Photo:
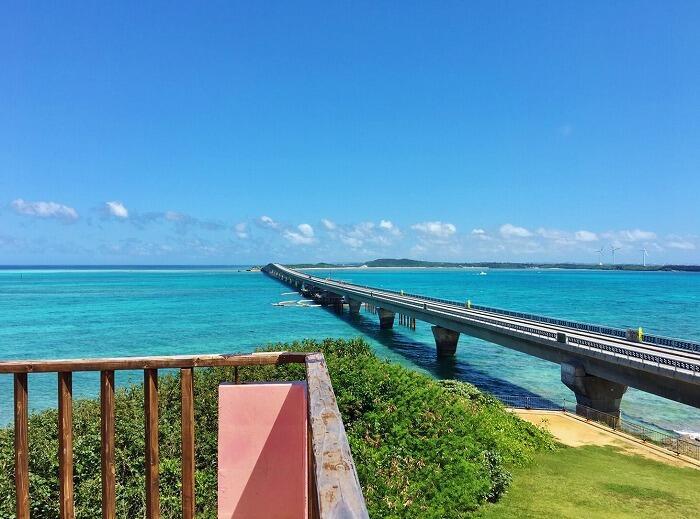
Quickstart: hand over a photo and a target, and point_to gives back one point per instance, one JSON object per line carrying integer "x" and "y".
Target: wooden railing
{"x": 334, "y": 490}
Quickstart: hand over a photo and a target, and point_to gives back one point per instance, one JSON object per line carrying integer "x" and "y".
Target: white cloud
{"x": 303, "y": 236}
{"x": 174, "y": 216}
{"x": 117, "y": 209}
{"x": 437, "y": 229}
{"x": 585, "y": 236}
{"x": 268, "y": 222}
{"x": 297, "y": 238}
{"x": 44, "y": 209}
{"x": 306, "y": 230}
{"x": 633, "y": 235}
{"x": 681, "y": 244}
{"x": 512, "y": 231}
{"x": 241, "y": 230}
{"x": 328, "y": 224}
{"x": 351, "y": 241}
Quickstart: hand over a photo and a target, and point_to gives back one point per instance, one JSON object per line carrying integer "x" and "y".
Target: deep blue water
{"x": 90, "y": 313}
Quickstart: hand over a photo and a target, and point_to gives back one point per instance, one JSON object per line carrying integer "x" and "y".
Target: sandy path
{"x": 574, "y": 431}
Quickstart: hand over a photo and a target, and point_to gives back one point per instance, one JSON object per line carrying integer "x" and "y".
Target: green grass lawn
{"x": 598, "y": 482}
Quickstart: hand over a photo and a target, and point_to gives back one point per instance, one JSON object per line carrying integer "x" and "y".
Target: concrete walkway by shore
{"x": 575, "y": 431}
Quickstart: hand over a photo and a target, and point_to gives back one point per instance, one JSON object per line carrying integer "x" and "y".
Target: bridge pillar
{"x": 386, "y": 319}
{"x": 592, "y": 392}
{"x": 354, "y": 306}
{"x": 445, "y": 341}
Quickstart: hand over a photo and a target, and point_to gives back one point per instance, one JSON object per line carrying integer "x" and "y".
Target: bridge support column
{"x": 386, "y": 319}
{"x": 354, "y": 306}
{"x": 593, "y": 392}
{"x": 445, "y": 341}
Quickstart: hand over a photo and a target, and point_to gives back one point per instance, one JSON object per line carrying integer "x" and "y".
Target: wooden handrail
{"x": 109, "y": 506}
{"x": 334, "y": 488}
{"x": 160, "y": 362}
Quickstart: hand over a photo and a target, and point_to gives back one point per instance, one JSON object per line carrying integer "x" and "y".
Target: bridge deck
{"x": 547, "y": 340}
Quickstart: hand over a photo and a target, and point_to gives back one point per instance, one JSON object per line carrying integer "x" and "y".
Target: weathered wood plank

..........

The records above are to be copied exactly, with no pictures carried over.

Photo:
Quickstart: hand over a photo and a target, and point_to gives back one point per instance, one JSON object per line carrying integer "x" and "y".
Target: wooden railing
{"x": 334, "y": 490}
Quickstart: hand over a photo and a target, and point_to gives back one point per instance, one JSON object per line carrying integer "x" and "y".
Target: white cloud
{"x": 303, "y": 236}
{"x": 174, "y": 216}
{"x": 117, "y": 209}
{"x": 437, "y": 229}
{"x": 585, "y": 236}
{"x": 268, "y": 222}
{"x": 297, "y": 238}
{"x": 44, "y": 209}
{"x": 306, "y": 230}
{"x": 633, "y": 235}
{"x": 681, "y": 244}
{"x": 512, "y": 231}
{"x": 241, "y": 230}
{"x": 328, "y": 224}
{"x": 351, "y": 241}
Quickstart: hand over a photo and a target, and point_to gives back one point per instance, one JSON object per line carrying integer "x" and "y".
Target: deep blue water
{"x": 90, "y": 313}
Quickstart: hand over a photo and a target, and point_to gives back one point per instance, one JSON object per line carrying integer "x" and "y".
Target: sandy path
{"x": 574, "y": 431}
Quickstart: hand over a photo and a target, and point_to gives back one point per instance, one JSON object per line carrying integer "x" and "y".
Target: green grass lawn
{"x": 598, "y": 482}
Quickstart: hand over a photo and a target, and point_to gives back one point per instance, one JSON object per line carrying integer "x" and "y".
Target: concrete walkway by shore
{"x": 575, "y": 431}
Quickstart: hand over a photo and a target, and point_to gives back one point per instance, one JSON object per line carrying integer "x" and "y".
Target: bridge pillar
{"x": 386, "y": 319}
{"x": 592, "y": 392}
{"x": 354, "y": 306}
{"x": 445, "y": 341}
Quickstart: hand over a photo and a target, and point_to gives back one point per instance, one JSON object per line carrying integer "x" and "y".
Target: bridge support column
{"x": 386, "y": 319}
{"x": 354, "y": 306}
{"x": 593, "y": 392}
{"x": 445, "y": 341}
Quickstart: hand over a photo and a target, and point_to gives back one point per instance, one JSON object per line carrying integer "x" and "y".
Target: wooden handrail
{"x": 109, "y": 506}
{"x": 334, "y": 488}
{"x": 160, "y": 362}
Quickstart: hand over a photo and a target, and point_to gives back one point per instance, one JSON object per line carrying integer "x" and "y".
Target: bridge deck
{"x": 547, "y": 340}
Quickstart: hand over a photo and a target, and point_to gives back one point per instance, one JSON object per line carrying integer "x" and "y".
Target: weathered wood plank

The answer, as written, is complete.